The African Americans bookstore features books on HIV/AIDS for and by African Americans. Books are listed in alphabetical order by title. Click the title to read more about each book. Missing your favorite book? Click here to send us your recommendations.
- African Americans and HIV/AIDS: Understanding and Eliminating this Epidemic
- African American Women and HIV/AIDS: Critical Responses
- Dangerous Intimacy: Ten African American Men with HIV
- Living with AIDS/HIV: The African American’s Guide to Prevention, Diagnosis, and Treatment
- Not In My Family: AIDS in the African American Community
- The Secret Epidemic: The Story of AIDS and Black America
The HIV/AIDS epidemic is burgeoning among African American men and women. Despite comprising only 13 percent of the population, 50 percent of new HIV diagnoses in 2004 were among African Americans. Among women and men who have sex with men (MSM), African Americans are grossly disproportionately affected by this epidemic, and this trend shows no sign of abating. This book seeks to explore some of the contextual factors that contribute to this disparity as well as ways to intervene to slow the growth of the epidemic in the U.S.
Gathering the collective wisdom of scholars, researchers, and social work professionals, this volume addresses the specific needs of the most disenfranchised-and least accurately represented-population impacted by AIDS.
In Dangerous Intimacy, Christopher Brooks and Christopher Coleman offer a collection of unscripted autobiographies of 10 African American men, who are living with HIV. They have captured aspects of their lives from childhood on, illustrating the factors contributing to their becoming HIV positive. They also sought to have the reader hear the stories in their words, as they were told to them. More than 20 men in different parts of the country were interviewed, with 10 stories being selected. To preserve their anonymity, identities and geographical locations have been disguised. Dangerous Intimacy underlines two issues. First, it is time to recognize that HIV/AIDS is present, and growing, in the African American community. Second, we need to understand that a diagnosis of HIV is not a death sentence. All of the men whose stories are told has managed or handled the virus and is living a full life. Each story is unique, yet all share a common experience. They are African American and live with HIV/AIDS. The stories told in Dangerous Intimacy are a sobering reminder of the dangers of intimacy, unprotected sex, and uncontrolled and sometimes reckless behavior. Some readers will find them disturbing, even shocking. Others will see the struggle to overcome HIV and transform lives, inspiring. The men represent a rich diversity of the African American experience. One is a grandfather who grew up in segregated Chicago; another is a Vietnam veteran. Others are fathers, married and single. They participated in this undertaking because they want us to hear their voices. Roque Florio captures the book’s soul. He said, “I wanted to write my own book before I die, but I believe this may be the closest that I will come to doing so, I don t fret about it though. If my story will help somebody, then my living will not have been in vain.”

........

● **TASK DETAILS**:
Carry on the bookstore page about HIV/AIDS books, picking up right after its last sentence. The records are separate material, not part of the bookstore page.

Stored data entries:
........

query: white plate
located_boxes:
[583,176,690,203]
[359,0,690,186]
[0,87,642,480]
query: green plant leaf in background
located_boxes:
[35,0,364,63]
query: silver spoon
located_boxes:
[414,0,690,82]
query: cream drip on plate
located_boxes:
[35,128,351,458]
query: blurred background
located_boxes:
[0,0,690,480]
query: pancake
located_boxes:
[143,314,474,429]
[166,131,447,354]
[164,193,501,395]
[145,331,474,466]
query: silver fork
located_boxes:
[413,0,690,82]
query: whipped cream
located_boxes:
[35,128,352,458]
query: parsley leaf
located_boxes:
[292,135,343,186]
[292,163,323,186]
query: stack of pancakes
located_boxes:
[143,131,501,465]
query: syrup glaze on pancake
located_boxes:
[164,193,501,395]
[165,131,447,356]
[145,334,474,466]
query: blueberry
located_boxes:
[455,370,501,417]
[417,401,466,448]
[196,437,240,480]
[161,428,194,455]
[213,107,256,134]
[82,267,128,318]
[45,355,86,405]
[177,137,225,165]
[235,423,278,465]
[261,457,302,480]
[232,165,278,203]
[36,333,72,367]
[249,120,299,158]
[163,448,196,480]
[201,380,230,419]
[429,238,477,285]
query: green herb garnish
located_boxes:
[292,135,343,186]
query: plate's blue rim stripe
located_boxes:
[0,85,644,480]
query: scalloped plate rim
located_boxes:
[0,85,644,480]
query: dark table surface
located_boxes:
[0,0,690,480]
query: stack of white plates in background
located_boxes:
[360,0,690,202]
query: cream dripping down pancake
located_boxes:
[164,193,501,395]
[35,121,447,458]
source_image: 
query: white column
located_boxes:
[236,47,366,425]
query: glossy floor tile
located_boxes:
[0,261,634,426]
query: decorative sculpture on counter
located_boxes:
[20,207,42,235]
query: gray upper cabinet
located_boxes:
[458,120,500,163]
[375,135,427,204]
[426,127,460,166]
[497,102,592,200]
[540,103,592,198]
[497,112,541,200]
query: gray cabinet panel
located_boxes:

........

● **ANSWER SPACE**:
Since 1991, HIV infection has been the leading cause of death among black men 25-44 years old. About 62 percent of women and children with AIDS are black. Experts agree that for the person infected with HIV/AIDS, good medical care and good self-care mean a longer life and a higher quality life. This book explains how to get the medical care; understand symptoms, diagnosis, and treatment; take medication as prescribed; practice good nutrition, exercise, and rest; find social workers and support groups; and pay medical bills.
In this landmark collection of personal essays, stories, brief memoirs, and polemics, a broad swath of black Americans unite to bear witness to the devastation AIDS has wrought on their community. Not in My Family marks a new willingness on the part of black Americans—whether prominent figures from the worlds of politics, entertainment, or sports, or just ordinary folks with extraordinary stories — to face the scourge that has affected them disproportionately for years. Editor Gil Robertson has enlisted a remarkable group of contributors, including performers like Patti LaBelle, Mo’Nique, and Hill Harper; bestselling authors like Randall Robinson and Omar Tyree; political leaders like Rep. Jesse Jackson Jr. and former U.S. Surgeon General Dr. Joycelyn Elders; religious leaders like Rev. Calvin Butts, and many, many more.
Investigative journalist Levenson explores the social and political aspects of the continuing AIDS epidemic among African Americans in the United States by weaving together the stories of AIDS patients, grassroots activists struggling to get the government to address the plague, medical researchers, social workers, politicians. Along the way he visits issues of class and race, the role of the Black church, and the unresponsiveness of government (including black leadership) to the needs of the black poor.